**PASSAGE GIVEN:**
Price: how much are you going to spend for it?
Location: do you need a local database (same machine) or a remote one (LAN or WAN)?
Operating system support: which OS should it run on?
System requirements: do you need a database with a small footprint, or you can use one with a larger one (hopefully in exchange of better performances)?
Performances: what are the required performances?
Concurrent users: how much user will connect to the database concurrently?
Full text indexing and searching: not all databases offer it out of the box
Manageability: some databases may require more management than others.
There is no "one database fits all" yet.
I'm no DBA so I can't say directly, and honestly I'm not sure that any one person could give a direct answer to this question as it's one of those it just depends scenarios.
http://en.wikipedia.org/wiki/Comparison_of_relational_database_management_systems
That's a good starting point to compare features and platform compatibility. I think the major thing to consider here is what hardware will be running it and how can you best utilize that to accomplish the task at hand.
If you have a server farm being sure your DB supports distribution and some sort of load balancing (most do to some degree from what I understand).

**WRITTEN TASK A:**
In two sentences, how would you sum up the passage on choosing a database?
**WRITTEN TASK B:**
Can you extract the stretch of the passage on choosing a database from "Operating system support: which" through "of better performances)?"?

**Records from a point labeling dataset:**

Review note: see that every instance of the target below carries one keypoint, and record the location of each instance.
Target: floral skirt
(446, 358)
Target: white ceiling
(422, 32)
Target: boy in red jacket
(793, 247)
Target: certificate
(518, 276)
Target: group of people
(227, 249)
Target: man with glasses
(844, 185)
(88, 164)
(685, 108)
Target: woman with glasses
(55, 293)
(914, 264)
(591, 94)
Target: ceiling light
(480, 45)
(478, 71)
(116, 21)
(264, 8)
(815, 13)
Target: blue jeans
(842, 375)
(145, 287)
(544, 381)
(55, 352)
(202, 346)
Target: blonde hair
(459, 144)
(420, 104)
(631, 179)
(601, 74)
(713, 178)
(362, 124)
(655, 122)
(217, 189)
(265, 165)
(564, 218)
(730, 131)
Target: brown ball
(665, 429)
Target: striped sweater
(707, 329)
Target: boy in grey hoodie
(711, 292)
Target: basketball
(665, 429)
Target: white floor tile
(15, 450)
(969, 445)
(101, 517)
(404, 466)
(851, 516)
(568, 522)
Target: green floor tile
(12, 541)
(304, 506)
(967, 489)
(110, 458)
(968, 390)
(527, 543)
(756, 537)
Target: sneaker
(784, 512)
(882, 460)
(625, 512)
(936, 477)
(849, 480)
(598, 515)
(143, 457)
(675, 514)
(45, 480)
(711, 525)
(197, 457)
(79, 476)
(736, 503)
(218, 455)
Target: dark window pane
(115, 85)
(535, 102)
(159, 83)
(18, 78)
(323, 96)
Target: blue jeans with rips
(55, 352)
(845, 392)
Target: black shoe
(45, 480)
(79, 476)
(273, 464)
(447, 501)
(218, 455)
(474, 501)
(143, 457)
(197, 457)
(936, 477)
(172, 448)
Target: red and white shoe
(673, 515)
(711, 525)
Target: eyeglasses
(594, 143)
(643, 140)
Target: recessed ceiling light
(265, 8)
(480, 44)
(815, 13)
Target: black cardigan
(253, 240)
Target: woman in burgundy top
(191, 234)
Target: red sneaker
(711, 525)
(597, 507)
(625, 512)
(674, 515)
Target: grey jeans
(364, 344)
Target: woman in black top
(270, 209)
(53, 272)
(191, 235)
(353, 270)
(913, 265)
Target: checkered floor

**EXERCISE SOLUTION A:**
Picking a database depends on factors such as price, whether it is local or remote, operating system support, system requirements, performance, the number of concurrent users, full text indexing and searching, and manageability, since no single database fits all cases. A comparison of relational database management systems is a good starting point for features and platform compatibility, and the major consideration is what hardware will run the database and how best to use it.

**EXERCISE SOLUTION B:**
Operating system support: which OS should it run on?
System requirements: do you need a database with a small footprint, or you can use one with a larger one (hopefully in exchange of better performances)?